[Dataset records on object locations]
****************
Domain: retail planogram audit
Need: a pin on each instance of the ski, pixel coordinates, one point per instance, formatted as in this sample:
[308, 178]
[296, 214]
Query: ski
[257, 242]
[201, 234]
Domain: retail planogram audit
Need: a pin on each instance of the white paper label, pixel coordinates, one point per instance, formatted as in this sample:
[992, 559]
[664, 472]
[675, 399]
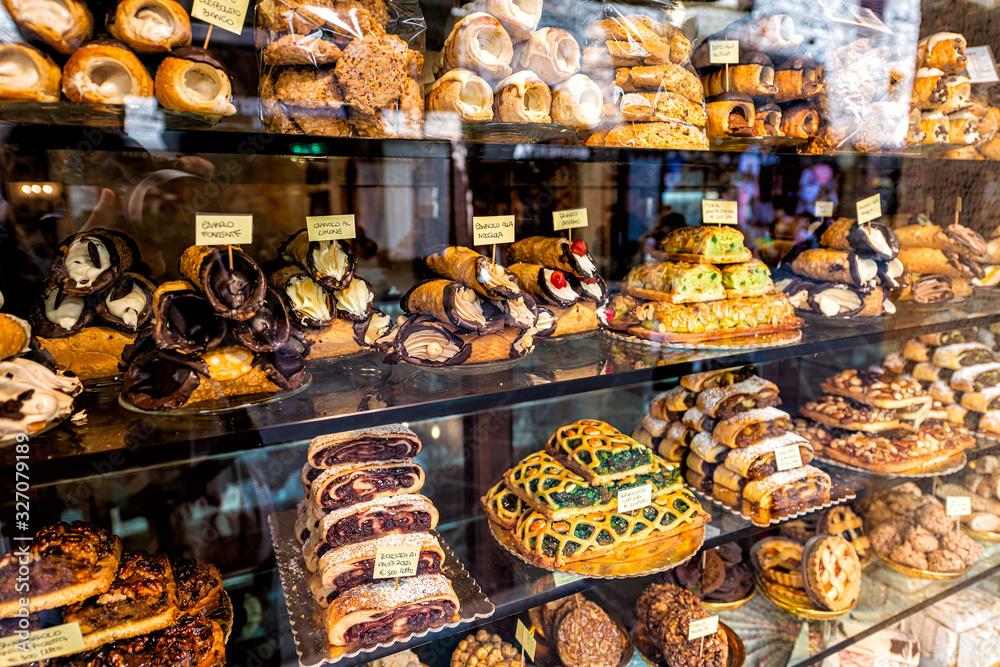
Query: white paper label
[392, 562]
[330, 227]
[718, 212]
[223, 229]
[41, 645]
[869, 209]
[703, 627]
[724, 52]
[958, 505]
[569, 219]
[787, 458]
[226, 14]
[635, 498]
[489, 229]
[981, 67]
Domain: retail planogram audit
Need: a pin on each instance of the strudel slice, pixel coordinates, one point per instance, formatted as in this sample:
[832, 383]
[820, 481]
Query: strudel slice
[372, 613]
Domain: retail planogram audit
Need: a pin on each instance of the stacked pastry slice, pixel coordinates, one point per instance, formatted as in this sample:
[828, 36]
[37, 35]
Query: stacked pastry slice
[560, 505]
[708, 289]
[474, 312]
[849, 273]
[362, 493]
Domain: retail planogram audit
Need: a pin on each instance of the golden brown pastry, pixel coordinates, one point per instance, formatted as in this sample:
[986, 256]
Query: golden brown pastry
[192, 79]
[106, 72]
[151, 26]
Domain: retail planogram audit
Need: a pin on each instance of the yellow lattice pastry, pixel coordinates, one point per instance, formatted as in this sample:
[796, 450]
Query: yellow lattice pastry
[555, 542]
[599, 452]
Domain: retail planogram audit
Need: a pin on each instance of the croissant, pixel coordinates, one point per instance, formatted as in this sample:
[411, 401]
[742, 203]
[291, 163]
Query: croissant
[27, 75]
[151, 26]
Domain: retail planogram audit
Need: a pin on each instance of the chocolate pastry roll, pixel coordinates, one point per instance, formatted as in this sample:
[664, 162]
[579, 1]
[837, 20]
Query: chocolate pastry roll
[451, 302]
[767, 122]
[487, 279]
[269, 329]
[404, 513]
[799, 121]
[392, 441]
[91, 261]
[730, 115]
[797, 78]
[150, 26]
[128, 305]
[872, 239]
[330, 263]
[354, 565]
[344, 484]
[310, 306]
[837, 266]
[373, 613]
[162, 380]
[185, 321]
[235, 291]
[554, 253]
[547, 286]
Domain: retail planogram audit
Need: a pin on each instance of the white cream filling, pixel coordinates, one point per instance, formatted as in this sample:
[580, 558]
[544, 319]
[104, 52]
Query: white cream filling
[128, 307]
****************
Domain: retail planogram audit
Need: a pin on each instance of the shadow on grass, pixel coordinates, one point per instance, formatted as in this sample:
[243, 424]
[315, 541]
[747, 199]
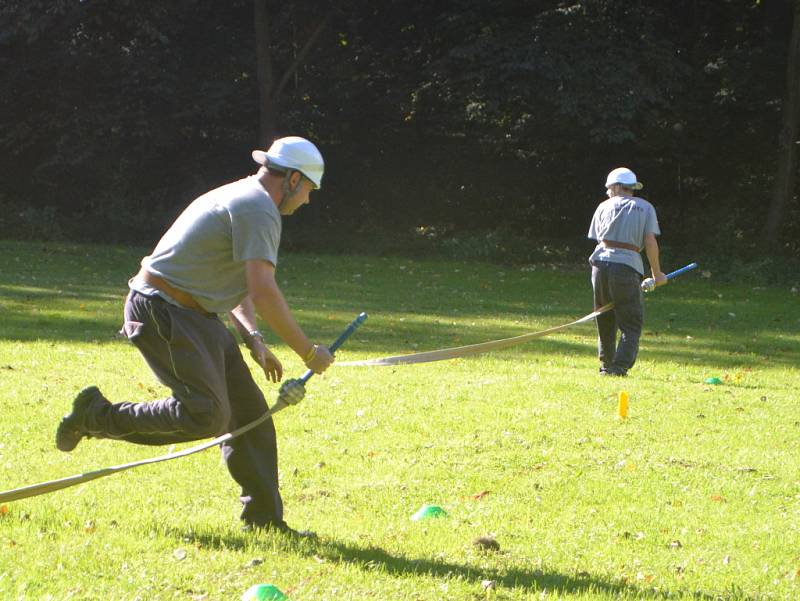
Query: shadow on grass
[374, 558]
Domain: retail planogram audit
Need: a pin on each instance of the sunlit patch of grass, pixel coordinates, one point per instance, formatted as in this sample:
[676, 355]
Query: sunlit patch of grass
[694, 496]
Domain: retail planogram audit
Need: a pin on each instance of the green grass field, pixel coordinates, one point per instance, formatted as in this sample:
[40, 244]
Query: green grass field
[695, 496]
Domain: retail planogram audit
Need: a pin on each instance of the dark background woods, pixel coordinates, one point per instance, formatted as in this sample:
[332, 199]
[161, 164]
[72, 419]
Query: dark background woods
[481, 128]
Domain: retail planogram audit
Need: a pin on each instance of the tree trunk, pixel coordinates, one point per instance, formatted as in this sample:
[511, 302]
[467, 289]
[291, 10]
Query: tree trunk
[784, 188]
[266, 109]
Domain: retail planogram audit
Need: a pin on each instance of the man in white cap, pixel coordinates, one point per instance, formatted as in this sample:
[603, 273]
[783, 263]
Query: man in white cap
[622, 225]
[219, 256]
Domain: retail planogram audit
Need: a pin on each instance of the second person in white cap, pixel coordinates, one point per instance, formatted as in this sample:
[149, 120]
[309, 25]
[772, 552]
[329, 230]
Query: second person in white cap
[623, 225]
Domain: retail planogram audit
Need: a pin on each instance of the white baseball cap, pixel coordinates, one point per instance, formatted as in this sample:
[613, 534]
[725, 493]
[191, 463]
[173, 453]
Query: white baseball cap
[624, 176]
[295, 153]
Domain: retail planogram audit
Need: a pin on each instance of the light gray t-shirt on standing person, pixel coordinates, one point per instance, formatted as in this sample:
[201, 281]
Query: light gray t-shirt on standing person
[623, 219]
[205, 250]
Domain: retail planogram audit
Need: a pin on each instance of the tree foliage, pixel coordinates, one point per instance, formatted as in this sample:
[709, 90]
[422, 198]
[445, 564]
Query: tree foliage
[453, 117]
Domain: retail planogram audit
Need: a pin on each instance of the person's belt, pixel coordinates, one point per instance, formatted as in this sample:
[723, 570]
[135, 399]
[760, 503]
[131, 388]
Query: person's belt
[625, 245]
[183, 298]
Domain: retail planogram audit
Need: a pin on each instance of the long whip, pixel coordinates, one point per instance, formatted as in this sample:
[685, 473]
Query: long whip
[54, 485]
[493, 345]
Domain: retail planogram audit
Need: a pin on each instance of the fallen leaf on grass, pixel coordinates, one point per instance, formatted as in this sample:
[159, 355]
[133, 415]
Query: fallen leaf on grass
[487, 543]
****************
§ Goal
Which lines of the records contain the string "dark"? Report each such line in full, matching case exactly.

§ Task response
Need: a pin on each instance of the dark background woods, pixel coordinates, one point per instance, formatted as in this sample:
Query: dark background woods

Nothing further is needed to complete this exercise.